Rows from a pointing dataset
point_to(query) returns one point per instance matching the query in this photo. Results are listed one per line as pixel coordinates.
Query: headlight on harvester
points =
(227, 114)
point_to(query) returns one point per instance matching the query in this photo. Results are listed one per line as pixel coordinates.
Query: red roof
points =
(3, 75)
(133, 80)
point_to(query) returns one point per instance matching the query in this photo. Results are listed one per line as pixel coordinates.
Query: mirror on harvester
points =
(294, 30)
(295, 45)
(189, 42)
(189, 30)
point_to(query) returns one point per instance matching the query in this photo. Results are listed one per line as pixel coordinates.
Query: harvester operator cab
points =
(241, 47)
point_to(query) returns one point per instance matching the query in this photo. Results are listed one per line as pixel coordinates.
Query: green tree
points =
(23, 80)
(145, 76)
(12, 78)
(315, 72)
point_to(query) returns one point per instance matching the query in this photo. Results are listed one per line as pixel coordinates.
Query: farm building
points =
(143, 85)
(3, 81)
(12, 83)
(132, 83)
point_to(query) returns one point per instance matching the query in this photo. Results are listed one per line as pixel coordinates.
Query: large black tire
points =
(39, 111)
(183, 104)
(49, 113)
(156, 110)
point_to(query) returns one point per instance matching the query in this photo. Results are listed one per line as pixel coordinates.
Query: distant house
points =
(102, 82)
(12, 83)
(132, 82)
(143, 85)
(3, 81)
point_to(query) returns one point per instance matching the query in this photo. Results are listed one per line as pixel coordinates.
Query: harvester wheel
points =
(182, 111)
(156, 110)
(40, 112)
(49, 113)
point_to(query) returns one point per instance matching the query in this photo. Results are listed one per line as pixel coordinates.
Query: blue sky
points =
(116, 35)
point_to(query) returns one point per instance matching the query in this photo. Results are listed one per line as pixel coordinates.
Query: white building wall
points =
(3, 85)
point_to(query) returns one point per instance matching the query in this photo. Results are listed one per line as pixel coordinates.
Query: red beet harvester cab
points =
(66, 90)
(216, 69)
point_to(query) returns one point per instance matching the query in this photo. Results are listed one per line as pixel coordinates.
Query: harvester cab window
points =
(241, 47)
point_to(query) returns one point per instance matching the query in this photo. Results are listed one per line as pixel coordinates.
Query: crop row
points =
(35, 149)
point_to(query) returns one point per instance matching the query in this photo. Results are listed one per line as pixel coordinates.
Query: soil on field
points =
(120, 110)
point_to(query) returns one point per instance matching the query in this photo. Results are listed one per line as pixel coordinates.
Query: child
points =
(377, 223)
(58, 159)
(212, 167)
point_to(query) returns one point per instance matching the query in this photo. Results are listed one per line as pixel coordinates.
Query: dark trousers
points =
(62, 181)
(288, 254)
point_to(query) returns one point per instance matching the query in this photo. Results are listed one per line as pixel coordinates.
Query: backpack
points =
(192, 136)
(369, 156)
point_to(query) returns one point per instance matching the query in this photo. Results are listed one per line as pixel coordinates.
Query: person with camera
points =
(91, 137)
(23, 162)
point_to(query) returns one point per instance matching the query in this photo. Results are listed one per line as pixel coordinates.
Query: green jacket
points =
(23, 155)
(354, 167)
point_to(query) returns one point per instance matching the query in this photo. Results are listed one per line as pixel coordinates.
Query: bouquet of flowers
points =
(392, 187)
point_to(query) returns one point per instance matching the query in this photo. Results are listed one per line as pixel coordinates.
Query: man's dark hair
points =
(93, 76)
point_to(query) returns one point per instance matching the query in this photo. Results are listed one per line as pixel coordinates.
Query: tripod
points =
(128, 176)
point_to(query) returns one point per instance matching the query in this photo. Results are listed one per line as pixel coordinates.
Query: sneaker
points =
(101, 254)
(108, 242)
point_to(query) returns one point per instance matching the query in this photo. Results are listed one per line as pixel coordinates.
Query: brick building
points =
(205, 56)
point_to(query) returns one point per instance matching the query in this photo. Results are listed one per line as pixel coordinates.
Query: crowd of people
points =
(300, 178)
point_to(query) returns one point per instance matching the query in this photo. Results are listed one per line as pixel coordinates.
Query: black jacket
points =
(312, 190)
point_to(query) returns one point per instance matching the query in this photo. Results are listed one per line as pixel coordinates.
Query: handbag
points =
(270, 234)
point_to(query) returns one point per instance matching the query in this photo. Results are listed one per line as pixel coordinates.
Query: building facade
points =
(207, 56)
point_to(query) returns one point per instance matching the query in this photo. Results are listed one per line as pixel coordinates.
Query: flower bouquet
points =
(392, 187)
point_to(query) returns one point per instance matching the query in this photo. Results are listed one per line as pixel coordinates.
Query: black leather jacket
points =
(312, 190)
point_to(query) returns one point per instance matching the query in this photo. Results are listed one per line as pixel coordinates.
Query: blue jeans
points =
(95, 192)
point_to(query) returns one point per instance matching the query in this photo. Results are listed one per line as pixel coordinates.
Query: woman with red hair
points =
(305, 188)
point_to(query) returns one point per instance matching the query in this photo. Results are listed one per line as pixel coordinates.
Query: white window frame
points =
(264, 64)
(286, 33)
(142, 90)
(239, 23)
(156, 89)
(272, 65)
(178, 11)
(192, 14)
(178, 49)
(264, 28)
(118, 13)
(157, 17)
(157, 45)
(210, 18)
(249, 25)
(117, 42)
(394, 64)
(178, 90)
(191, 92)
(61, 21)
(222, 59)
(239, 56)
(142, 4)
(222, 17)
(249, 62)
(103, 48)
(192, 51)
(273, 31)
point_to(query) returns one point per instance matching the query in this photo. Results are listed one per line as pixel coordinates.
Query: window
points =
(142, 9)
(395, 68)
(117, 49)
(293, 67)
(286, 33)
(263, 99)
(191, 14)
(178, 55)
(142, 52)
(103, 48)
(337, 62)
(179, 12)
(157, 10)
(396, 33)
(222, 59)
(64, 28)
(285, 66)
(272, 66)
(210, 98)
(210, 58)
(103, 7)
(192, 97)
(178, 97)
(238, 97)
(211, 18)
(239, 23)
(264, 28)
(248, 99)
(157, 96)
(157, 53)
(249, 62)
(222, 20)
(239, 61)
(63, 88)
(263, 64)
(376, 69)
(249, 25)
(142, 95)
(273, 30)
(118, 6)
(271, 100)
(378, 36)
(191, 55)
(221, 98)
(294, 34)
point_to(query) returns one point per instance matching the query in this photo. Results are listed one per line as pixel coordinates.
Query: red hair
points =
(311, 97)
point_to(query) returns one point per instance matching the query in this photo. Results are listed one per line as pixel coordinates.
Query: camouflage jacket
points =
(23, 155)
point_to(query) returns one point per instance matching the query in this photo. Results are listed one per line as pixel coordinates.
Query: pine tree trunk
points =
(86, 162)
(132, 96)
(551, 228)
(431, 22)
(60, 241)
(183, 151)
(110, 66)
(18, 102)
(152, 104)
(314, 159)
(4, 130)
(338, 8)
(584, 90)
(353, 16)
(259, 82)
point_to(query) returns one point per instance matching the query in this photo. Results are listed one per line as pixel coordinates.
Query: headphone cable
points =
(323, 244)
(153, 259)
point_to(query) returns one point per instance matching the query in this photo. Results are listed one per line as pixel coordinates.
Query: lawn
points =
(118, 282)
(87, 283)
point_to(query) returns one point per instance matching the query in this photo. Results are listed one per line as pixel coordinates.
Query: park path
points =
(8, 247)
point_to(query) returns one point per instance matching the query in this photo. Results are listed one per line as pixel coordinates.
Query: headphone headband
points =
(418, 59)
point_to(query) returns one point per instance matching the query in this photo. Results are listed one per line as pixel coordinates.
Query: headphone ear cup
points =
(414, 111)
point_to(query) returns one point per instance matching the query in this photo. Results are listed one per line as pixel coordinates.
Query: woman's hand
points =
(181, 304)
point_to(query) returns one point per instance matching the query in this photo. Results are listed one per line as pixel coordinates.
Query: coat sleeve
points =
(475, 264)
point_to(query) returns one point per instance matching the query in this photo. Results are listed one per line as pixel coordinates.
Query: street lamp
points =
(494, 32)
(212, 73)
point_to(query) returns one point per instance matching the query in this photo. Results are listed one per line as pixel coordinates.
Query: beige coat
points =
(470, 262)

◆ WORK TO BE COMPLETED ◆
Please pick out every line in the entries above that contains the string "headphone" and copy each one as it appears.

◆ OUTPUT OF THE EXERCISE ◆
Query: headphone cable
Query: headphone headband
Query: headphone ear cup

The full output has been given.